#### Data:
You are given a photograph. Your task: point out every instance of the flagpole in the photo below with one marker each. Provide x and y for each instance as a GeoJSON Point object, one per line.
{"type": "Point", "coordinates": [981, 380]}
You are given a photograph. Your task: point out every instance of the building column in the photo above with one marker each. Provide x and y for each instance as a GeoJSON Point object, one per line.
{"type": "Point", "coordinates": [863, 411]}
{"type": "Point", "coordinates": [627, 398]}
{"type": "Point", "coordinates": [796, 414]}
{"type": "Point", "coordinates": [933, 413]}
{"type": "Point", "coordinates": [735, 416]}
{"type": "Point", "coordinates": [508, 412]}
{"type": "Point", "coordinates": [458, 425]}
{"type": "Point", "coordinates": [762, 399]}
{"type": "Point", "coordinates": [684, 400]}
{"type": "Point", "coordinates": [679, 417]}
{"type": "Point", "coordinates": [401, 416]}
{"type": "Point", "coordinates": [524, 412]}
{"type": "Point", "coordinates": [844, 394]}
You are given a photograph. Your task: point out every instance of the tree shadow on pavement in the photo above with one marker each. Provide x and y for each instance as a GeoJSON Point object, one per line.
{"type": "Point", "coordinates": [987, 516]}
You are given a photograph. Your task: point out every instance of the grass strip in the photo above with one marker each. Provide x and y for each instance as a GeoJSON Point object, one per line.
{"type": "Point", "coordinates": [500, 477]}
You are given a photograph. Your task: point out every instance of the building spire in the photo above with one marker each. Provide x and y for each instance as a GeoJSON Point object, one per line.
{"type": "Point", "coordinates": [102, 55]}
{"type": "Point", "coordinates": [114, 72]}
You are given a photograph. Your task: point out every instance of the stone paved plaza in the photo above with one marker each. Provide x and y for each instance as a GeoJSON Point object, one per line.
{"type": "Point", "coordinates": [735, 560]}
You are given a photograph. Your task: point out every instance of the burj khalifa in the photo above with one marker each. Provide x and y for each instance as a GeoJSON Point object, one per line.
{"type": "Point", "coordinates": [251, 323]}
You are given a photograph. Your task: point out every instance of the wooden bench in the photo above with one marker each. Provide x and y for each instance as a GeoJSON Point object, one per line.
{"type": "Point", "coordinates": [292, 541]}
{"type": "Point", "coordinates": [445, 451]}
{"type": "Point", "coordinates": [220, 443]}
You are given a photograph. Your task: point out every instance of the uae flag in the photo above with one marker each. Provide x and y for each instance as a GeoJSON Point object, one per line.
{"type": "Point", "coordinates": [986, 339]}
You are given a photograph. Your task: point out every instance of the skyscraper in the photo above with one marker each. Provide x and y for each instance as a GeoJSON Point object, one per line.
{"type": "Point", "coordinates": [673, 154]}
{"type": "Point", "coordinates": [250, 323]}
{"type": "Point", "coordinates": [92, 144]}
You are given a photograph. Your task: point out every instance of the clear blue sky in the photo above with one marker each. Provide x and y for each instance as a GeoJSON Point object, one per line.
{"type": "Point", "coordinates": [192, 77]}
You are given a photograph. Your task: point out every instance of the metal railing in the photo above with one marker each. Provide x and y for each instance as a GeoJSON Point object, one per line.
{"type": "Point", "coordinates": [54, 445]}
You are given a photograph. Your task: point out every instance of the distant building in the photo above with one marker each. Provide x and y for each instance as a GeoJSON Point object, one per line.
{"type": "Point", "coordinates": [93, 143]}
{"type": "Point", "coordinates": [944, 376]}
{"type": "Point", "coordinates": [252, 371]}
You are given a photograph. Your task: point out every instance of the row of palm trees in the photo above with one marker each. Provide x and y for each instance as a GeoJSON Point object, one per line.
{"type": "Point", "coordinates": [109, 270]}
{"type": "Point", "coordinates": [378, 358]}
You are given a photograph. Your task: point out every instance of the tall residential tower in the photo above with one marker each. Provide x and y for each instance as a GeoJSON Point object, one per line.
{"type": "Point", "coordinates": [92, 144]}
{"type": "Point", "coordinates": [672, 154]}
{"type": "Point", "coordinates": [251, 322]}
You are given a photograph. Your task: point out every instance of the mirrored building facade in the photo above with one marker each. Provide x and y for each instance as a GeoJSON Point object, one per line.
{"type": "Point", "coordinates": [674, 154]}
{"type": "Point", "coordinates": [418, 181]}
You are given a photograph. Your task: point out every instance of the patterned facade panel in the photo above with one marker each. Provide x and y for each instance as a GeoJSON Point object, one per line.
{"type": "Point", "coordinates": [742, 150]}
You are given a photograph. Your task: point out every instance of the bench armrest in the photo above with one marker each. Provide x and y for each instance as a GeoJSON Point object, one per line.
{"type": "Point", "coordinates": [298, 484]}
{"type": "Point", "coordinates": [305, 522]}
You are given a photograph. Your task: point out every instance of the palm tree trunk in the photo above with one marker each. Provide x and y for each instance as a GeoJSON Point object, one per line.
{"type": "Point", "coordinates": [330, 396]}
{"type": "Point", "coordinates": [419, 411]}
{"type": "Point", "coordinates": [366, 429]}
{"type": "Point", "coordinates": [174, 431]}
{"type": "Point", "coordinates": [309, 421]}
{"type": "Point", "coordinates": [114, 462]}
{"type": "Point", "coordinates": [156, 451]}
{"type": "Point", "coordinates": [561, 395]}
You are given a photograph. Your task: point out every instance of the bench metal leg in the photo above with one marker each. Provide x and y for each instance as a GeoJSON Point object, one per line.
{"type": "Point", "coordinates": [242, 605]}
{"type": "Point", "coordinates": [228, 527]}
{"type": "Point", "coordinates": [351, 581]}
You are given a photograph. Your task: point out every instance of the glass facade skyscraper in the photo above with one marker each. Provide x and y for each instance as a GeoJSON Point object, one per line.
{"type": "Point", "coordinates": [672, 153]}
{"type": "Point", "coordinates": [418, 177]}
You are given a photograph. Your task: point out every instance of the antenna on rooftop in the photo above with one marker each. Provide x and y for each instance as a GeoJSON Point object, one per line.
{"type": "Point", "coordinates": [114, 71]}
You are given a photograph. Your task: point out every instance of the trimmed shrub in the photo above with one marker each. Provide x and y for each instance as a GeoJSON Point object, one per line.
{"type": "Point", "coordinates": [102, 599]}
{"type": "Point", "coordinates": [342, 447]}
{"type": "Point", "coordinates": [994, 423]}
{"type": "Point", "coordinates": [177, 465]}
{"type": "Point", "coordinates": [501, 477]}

#### Task to complete:
Go back to the data above and please quote exactly, and only, the lines from the line with "of the antenna" through its last line.

#### Finished exercise:
You are given a photograph. Your task: point out every instance of the antenna on rooftop in the photo above with one marker each. Provide x and y for each instance as a GeoJSON Point object, one per line.
{"type": "Point", "coordinates": [114, 71]}
You are given a photograph. Your task: point out every instance of the trimmed shrub in the photo above with one marker each. Provide x and y for each instance as a GeoJSON Point object, one per line.
{"type": "Point", "coordinates": [102, 599]}
{"type": "Point", "coordinates": [342, 447]}
{"type": "Point", "coordinates": [994, 423]}
{"type": "Point", "coordinates": [177, 465]}
{"type": "Point", "coordinates": [501, 477]}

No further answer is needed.